Task –
What is asked for is the whole listing, given again word for word.

(Beginning of Information)

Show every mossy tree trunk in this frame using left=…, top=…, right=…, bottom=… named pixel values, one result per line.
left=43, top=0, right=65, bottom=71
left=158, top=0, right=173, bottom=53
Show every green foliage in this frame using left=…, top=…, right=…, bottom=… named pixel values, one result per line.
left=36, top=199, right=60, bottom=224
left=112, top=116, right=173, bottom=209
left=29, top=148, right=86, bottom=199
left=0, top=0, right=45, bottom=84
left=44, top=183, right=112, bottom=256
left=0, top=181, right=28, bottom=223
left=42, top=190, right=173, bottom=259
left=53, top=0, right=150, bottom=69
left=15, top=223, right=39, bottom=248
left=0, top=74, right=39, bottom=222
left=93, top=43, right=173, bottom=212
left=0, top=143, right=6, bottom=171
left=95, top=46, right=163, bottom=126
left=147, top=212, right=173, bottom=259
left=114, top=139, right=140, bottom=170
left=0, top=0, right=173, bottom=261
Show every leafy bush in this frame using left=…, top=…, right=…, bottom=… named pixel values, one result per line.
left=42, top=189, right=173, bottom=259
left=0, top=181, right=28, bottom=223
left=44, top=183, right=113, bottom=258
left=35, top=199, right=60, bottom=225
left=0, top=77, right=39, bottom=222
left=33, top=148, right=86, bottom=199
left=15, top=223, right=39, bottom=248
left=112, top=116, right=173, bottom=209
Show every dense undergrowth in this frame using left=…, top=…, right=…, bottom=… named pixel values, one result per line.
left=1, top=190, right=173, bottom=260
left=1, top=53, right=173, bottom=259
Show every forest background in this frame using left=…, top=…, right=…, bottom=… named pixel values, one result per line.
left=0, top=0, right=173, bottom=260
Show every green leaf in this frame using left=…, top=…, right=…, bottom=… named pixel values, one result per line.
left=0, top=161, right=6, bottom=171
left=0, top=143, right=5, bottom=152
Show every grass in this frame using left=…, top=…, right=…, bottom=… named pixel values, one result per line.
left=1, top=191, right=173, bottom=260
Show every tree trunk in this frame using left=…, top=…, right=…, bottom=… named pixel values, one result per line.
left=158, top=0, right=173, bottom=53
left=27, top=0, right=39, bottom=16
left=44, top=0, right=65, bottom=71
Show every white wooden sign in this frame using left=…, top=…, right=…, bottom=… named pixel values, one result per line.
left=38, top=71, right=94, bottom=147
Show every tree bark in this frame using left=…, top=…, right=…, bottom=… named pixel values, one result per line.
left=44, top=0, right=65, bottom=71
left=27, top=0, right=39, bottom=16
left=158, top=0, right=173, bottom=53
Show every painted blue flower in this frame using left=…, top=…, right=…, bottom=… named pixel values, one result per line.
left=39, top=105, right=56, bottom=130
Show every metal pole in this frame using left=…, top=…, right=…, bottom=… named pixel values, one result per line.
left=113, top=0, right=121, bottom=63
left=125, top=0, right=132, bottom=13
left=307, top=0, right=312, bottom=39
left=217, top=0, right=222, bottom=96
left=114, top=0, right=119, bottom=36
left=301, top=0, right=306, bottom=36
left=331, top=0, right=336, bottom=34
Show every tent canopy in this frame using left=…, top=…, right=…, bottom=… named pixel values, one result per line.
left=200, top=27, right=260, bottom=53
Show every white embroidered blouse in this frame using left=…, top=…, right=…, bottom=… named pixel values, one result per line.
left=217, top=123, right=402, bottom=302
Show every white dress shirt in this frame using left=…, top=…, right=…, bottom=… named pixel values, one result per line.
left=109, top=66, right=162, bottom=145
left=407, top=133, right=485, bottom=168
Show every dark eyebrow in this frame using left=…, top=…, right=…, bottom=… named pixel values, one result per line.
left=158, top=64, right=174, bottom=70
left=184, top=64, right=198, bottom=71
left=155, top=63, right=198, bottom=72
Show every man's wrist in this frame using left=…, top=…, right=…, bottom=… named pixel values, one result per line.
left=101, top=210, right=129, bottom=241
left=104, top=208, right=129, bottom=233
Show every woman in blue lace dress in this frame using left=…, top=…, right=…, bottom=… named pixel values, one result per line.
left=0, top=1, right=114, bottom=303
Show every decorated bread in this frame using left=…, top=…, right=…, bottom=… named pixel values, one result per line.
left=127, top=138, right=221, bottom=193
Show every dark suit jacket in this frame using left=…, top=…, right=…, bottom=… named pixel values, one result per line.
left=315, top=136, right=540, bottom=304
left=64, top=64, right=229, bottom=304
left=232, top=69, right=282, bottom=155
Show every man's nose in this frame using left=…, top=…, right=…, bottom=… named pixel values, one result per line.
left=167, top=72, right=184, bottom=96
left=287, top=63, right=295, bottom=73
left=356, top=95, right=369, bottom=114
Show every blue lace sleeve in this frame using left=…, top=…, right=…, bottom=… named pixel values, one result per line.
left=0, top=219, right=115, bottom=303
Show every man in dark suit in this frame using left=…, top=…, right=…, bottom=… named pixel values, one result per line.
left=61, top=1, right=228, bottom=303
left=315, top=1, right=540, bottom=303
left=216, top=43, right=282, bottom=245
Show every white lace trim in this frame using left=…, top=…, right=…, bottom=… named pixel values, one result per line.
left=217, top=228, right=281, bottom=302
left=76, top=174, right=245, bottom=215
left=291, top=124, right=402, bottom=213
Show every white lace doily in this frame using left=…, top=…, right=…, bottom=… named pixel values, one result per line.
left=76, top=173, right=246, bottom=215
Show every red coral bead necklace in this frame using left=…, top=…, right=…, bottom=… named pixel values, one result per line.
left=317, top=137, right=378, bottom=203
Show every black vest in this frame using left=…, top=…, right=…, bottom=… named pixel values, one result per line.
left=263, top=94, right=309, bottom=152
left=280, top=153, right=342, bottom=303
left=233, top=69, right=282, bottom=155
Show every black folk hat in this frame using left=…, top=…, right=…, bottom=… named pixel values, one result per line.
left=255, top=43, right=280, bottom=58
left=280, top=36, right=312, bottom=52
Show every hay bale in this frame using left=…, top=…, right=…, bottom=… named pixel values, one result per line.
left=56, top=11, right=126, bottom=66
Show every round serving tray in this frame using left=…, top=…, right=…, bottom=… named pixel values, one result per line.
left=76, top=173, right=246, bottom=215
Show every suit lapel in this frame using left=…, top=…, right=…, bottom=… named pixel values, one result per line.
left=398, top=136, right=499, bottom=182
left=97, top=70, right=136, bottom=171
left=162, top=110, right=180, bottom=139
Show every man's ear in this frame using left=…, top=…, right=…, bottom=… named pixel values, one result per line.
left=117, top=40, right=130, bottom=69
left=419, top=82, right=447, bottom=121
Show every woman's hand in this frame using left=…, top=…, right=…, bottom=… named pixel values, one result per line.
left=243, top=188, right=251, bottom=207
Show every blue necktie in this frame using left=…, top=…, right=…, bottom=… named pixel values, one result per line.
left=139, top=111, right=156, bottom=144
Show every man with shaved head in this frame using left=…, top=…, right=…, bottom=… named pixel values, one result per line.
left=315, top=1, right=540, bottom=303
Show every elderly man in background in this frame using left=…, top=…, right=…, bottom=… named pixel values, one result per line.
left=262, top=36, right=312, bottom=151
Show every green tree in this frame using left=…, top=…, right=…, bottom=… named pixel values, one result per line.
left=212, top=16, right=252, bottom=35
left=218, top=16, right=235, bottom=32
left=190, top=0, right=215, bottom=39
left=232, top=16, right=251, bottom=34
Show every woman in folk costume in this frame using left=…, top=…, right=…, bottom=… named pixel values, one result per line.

(End of Information)

Answer for this exercise –
Show every mossy tree trunk in this frame using left=…, top=…, right=…, bottom=… named pixel values, one result per line.
left=43, top=0, right=65, bottom=71
left=158, top=0, right=173, bottom=53
Show every green foliage in this frame using left=…, top=…, right=…, bottom=… named pixel values, one result per line.
left=36, top=199, right=60, bottom=224
left=112, top=116, right=173, bottom=209
left=29, top=148, right=86, bottom=199
left=0, top=0, right=45, bottom=84
left=44, top=183, right=112, bottom=256
left=0, top=181, right=28, bottom=223
left=42, top=190, right=173, bottom=259
left=53, top=0, right=150, bottom=69
left=15, top=223, right=39, bottom=248
left=0, top=74, right=39, bottom=222
left=93, top=43, right=173, bottom=212
left=0, top=143, right=6, bottom=171
left=95, top=46, right=163, bottom=126
left=147, top=212, right=173, bottom=259
left=114, top=139, right=140, bottom=170
left=0, top=0, right=173, bottom=261
Show every leafy bush in this frame using left=…, top=…, right=…, bottom=… named pixel values, one result per line.
left=42, top=189, right=173, bottom=259
left=0, top=181, right=28, bottom=223
left=44, top=183, right=113, bottom=258
left=35, top=199, right=60, bottom=225
left=0, top=77, right=39, bottom=222
left=33, top=148, right=86, bottom=199
left=15, top=223, right=39, bottom=248
left=112, top=116, right=173, bottom=209
Show every dense undergrowth in this frame using left=…, top=…, right=…, bottom=… named pixel values, one result per line.
left=1, top=190, right=173, bottom=260
left=1, top=53, right=173, bottom=259
Show every forest background in this frame using left=…, top=…, right=…, bottom=… named pixel values, one result per line.
left=0, top=0, right=173, bottom=260
Show every green leaf in this frame using left=…, top=…, right=…, bottom=… named pixel values, one result per line.
left=0, top=161, right=6, bottom=171
left=0, top=143, right=5, bottom=152
Show every grass in this frame using left=…, top=…, right=…, bottom=… named pixel values, one result per line.
left=1, top=191, right=173, bottom=260
Show every tree trunk in this frame using left=…, top=…, right=…, bottom=… named pixel values, one result per line.
left=158, top=0, right=173, bottom=53
left=27, top=0, right=39, bottom=16
left=44, top=0, right=65, bottom=71
Show every white wooden sign in this frame using left=…, top=…, right=…, bottom=… named pixel values, one result per line.
left=38, top=71, right=94, bottom=147
Show every tree bark in this frame using left=…, top=…, right=…, bottom=… named pixel values, one result per line.
left=44, top=0, right=65, bottom=71
left=27, top=0, right=39, bottom=16
left=158, top=0, right=173, bottom=53
Show every painted blue flower in this frame using left=…, top=…, right=…, bottom=… named pixel values, one result per line.
left=39, top=105, right=56, bottom=130
Show every metal pole in this frame using left=…, top=…, right=…, bottom=… named pixel values, one result per line.
left=113, top=0, right=121, bottom=63
left=125, top=0, right=132, bottom=13
left=307, top=0, right=312, bottom=39
left=217, top=0, right=222, bottom=96
left=114, top=0, right=119, bottom=36
left=301, top=0, right=306, bottom=36
left=331, top=0, right=336, bottom=34
Show every tent canopy in this frame using left=…, top=…, right=…, bottom=… named pixel values, one result per line.
left=200, top=27, right=260, bottom=53
Show every white embroidered blouse in this frame using left=…, top=…, right=…, bottom=… named pixel values, one result per line.
left=217, top=123, right=402, bottom=302
Show every white dress shirt in this frame using left=…, top=…, right=…, bottom=… named pixel values, one result per line.
left=109, top=66, right=162, bottom=145
left=407, top=133, right=485, bottom=168
Show every dark eyebrow in this frame using left=…, top=…, right=…, bottom=… named pixel values, one result per line.
left=158, top=64, right=174, bottom=70
left=184, top=64, right=198, bottom=71
left=155, top=63, right=198, bottom=72
Show every man's wrist in this frame using left=…, top=…, right=…, bottom=… named pixel values, one result per line.
left=101, top=210, right=129, bottom=241
left=104, top=208, right=129, bottom=233
Show every woman in blue lace dress in this frame using left=…, top=…, right=…, bottom=… named pixel values, one result per line.
left=0, top=1, right=114, bottom=303
Show every decorated bread in this frame using left=…, top=…, right=…, bottom=… named pixel values, one result per line.
left=127, top=138, right=221, bottom=193
Show every dark suit jacket in this frame using left=…, top=…, right=…, bottom=… named pixel values, one result per line.
left=315, top=136, right=540, bottom=304
left=64, top=64, right=229, bottom=304
left=232, top=69, right=282, bottom=155
Show every man's nose in this frame using left=…, top=…, right=…, bottom=… named pixel values, one result per line.
left=167, top=72, right=184, bottom=96
left=287, top=63, right=295, bottom=73
left=356, top=95, right=369, bottom=114
Show every blue lace sleeve in this frame using left=…, top=…, right=…, bottom=… named pixel values, one result per line.
left=0, top=219, right=115, bottom=303
Show every man in dark suit in this frame using left=…, top=…, right=…, bottom=… named pixel values, one result per line.
left=61, top=1, right=228, bottom=303
left=315, top=1, right=540, bottom=303
left=216, top=43, right=282, bottom=245
Show every white lace trim in this frame using left=…, top=…, right=…, bottom=… named pixel values, one result per line.
left=217, top=228, right=281, bottom=302
left=76, top=174, right=245, bottom=215
left=291, top=124, right=402, bottom=213
Show every white lace doily in this frame using left=…, top=…, right=…, bottom=… named pixel values, one result per line.
left=76, top=173, right=246, bottom=215
Show every red coral bead necklace in this frame using left=…, top=…, right=…, bottom=… named pixel values, one result per line.
left=317, top=137, right=378, bottom=203
Show every black vest in this frame using left=…, top=…, right=…, bottom=… named pixel values, one result per line.
left=263, top=94, right=309, bottom=152
left=280, top=153, right=342, bottom=303
left=233, top=69, right=282, bottom=155
Show every black folk hat in this frame using left=…, top=…, right=…, bottom=… named pixel values, one result per line.
left=255, top=43, right=280, bottom=58
left=280, top=36, right=312, bottom=52
Show every hay bale in this frame using left=…, top=…, right=…, bottom=… named pixel values, one result per line.
left=56, top=11, right=126, bottom=66
Show every round serving tray in this frame using left=…, top=…, right=…, bottom=… named pixel values, one result per line.
left=76, top=173, right=246, bottom=215
Show every suit lapel in this frame using left=…, top=…, right=…, bottom=… named pixel values, one result per line.
left=398, top=136, right=499, bottom=182
left=97, top=70, right=136, bottom=171
left=162, top=110, right=180, bottom=139
Show every man's ear in this frame using left=…, top=…, right=…, bottom=… named pixel values, one result per line.
left=117, top=40, right=130, bottom=69
left=419, top=82, right=447, bottom=121
Show every woman's hand in this frame using left=…, top=…, right=…, bottom=… named pixel values, one result per line.
left=243, top=188, right=251, bottom=207
Show every blue necktie in this frame using left=…, top=…, right=…, bottom=… named pixel values, one result per line.
left=139, top=111, right=156, bottom=144
Show every man with shaved head in this frame using left=…, top=…, right=…, bottom=… named pixel values, one result per line.
left=315, top=1, right=540, bottom=303
Show every elderly man in background in this frame using left=…, top=…, right=…, bottom=… named pixel values, one result per line.
left=262, top=36, right=312, bottom=151
Show every green tree in this frame using left=…, top=…, right=…, bottom=… named pixel values, one result per line.
left=212, top=16, right=252, bottom=35
left=218, top=16, right=235, bottom=32
left=190, top=0, right=215, bottom=39
left=232, top=16, right=251, bottom=34
Show every woman in folk costume in this frame using left=…, top=…, right=…, bottom=… named pixel values, one result per line.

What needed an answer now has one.